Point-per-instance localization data
:::::

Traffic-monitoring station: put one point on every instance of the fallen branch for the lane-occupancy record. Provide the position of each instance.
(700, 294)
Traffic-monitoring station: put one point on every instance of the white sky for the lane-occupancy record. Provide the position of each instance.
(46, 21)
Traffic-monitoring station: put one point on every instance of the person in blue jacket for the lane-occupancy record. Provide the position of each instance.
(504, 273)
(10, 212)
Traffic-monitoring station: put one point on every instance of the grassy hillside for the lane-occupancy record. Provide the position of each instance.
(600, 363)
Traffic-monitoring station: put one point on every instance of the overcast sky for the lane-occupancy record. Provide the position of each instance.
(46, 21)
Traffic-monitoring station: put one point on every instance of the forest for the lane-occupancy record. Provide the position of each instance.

:::::

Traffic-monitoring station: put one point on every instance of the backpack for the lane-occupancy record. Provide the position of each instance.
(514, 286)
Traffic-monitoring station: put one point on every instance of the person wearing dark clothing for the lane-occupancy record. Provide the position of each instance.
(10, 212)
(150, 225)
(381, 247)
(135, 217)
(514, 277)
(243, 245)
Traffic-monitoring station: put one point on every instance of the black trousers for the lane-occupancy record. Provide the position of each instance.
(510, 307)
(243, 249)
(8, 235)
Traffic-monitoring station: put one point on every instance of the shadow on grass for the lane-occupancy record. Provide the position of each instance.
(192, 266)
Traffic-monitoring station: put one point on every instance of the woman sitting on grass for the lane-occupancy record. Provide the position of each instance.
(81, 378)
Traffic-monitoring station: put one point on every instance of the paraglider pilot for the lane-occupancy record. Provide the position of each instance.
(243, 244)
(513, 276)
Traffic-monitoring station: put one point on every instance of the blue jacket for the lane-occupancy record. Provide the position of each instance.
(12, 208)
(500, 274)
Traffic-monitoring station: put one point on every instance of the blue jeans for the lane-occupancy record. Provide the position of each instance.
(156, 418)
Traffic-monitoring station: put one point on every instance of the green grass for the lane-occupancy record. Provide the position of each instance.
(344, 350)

:::::

PROBLEM
In the entries above, one line contains "of the fallen" and another contains "of the forest". Reproduce exactly those two lines and the lines between them, nothing else.

WORKED SOLUTION
Traffic-monitoring station: put one point on every instance of the fallen branch for the lane-occupancy record. Provide the position of each instance.
(700, 294)
Traffic-monitoring station: put one point on every instance of the white sky for the lane-occupancy record. Provide the position of each instance.
(46, 21)
Traffic-monitoring station: put one point on every instance of the person in blue jacket for the lane-occupancy record. Provide the position of each instance.
(504, 273)
(10, 212)
Traffic-monitoring station: put one point on every instance of the grassy hillside for the lane-occupancy record. Provide the position of each instance.
(600, 363)
Traffic-monitoring station: put one point on every instance of the overcast sky for the lane-occupancy record. Provide the position of each instance.
(46, 21)
Traffic-monitoring station: put one point on every instance of the forest for the lane-occupancy record. Provide the position of each instance.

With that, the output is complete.